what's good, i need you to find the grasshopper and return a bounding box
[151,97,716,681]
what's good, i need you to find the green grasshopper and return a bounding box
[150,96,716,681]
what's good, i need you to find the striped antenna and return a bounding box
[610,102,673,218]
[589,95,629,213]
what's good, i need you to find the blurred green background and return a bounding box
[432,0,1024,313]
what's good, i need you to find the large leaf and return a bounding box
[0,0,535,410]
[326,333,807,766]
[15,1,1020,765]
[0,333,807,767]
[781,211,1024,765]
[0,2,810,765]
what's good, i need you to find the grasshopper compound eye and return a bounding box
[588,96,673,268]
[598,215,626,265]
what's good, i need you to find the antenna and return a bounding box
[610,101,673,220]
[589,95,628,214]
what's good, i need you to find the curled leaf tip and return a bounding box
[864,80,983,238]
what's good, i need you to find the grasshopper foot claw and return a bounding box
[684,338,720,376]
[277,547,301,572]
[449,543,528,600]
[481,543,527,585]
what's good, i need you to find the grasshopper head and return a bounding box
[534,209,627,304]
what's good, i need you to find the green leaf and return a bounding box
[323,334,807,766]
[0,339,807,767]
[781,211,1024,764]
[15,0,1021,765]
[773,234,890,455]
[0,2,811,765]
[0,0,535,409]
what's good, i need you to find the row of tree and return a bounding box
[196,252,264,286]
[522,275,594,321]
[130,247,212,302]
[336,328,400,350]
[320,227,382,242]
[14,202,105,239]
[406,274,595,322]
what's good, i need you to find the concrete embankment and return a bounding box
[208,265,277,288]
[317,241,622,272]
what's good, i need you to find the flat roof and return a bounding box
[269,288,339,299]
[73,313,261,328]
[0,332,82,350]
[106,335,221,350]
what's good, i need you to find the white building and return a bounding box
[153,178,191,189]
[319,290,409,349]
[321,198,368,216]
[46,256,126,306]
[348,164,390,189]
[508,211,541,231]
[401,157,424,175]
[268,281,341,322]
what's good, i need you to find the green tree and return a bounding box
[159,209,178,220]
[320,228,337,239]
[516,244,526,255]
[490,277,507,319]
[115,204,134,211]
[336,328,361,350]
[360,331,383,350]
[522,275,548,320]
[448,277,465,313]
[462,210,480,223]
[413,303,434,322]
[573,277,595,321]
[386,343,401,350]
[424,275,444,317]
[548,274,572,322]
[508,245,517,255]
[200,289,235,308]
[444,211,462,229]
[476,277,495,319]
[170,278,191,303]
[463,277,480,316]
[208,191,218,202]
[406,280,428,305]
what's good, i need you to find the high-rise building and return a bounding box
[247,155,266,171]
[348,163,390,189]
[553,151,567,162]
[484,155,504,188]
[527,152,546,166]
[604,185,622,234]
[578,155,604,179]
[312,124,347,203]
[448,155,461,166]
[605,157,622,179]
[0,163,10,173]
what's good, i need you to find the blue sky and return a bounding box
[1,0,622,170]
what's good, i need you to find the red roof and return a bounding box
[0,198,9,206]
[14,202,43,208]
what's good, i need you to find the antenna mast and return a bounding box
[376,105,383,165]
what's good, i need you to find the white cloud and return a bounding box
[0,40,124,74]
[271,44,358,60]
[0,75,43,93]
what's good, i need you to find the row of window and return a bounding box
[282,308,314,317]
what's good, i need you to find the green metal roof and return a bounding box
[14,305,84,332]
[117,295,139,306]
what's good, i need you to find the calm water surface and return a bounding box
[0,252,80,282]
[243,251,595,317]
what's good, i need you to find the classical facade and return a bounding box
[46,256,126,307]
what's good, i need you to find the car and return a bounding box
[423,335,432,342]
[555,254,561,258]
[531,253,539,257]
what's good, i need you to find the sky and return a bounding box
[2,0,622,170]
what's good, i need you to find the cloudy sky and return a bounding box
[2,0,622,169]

AIM OF THE TASK: Include in the answer nothing but an exact repetition of the lines from the one with "what's good, i need you to find the calm" through the end of the material.

RESULT OF THIS TASK:
what's good, i need you to find the calm water surface and return a bounding box
[0,252,80,282]
[243,251,595,317]
what's good, i need you to find the classical facade and return a bounding box
[46,256,126,307]
what's good, i need you to find the car and return a bounding box
[423,335,432,342]
[555,254,561,258]
[531,253,539,257]
what's good, i need you to find the sky and return a bounding box
[2,0,622,170]
what's good, i need you to find the cloudy sky and return a bounding box
[2,0,622,169]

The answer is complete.